EXERCISE: A verbatim transcript of the data that follows, free of images, is the expected result.

(Natural language region descriptions)
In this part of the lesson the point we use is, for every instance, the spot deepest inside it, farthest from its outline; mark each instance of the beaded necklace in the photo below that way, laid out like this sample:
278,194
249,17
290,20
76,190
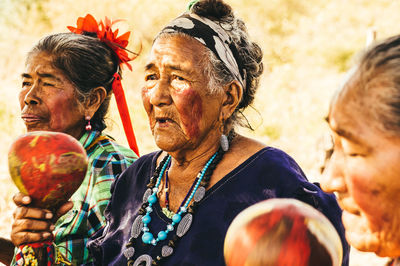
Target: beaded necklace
181,221
166,209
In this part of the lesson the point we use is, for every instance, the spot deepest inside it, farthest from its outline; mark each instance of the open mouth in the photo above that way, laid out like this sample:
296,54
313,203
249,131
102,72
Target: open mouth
28,118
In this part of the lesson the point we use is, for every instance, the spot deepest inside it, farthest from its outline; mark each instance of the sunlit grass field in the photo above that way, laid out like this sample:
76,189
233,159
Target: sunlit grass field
308,46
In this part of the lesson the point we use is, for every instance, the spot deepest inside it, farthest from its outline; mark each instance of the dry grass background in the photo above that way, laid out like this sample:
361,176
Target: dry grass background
308,46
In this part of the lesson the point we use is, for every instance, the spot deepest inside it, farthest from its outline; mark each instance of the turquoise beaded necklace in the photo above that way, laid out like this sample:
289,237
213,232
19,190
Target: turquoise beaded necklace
148,237
181,221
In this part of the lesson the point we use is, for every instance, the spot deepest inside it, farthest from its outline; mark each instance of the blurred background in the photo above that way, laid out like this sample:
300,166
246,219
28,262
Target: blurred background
308,47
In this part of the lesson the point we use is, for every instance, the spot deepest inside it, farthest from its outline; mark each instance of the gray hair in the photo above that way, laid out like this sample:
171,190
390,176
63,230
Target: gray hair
249,55
378,76
86,61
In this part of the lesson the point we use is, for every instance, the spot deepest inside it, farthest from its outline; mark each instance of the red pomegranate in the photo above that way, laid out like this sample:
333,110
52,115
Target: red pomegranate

EXERCISE SOLUTION:
In this part of the lesson the point we use is, for every instance, the spot deepest inside it, farthest from its outline; mark each instance of the beaded necklace in the photo below that way, laid out like this sample:
278,194
249,17
290,20
76,190
Target: beaded necklace
181,221
166,209
In this part of the lesson the point we use is, for every instance, the spot deepest inside it, farthest from its outline; mark each instance of the open mouth in the photo above that way, laid out like this sample:
296,54
313,203
249,131
102,72
Target: open mouth
28,118
In this part of the lesson the point we use is, for every instance, the spot deepest inside it, farthest from its outline; mark each instance of the sunlit grass field in the photo above that way, laid out like this sample:
76,189
233,159
Target: sunlit grass field
308,46
In this part of the lesson the point we use is, for every instance, the spot deepest inside it, farthest from its outline; mark each instance of the dry grass background in the photo above that way, laid out like this sample:
361,176
Target: dry grass background
308,46
In this part of the lesson the point we use is, for every instance, the spot deepest inside it, farthest from its outline; mark each instance of the turquoise beaded necklace in the photo above that way, laid out like this sample:
289,237
213,232
19,190
Target: turquoise beaded necklace
148,237
181,221
In this part of the lesson the point we use is, for every instance, the spot deepest inside it, farthest from its outline; mark each instance of the blurred background in the photo above that way, laid out like this sample:
300,166
246,219
28,262
Target: blurred background
308,47
In this part of the lesson the point we use is, for every instance, the spot deepest inside it, farthest from its outline; mark each instance of the gray hair in the photo above that way, laid out like this sample:
171,190
390,176
63,230
Target: gray hair
249,55
378,76
86,61
In this part of the lesson the point we use is, for every instance, the spot deepest inside it, farthest from its outline; mark each instance of the red pomegranate in the photo above that way, laid out like this sample:
333,110
52,115
Target: red pomegranate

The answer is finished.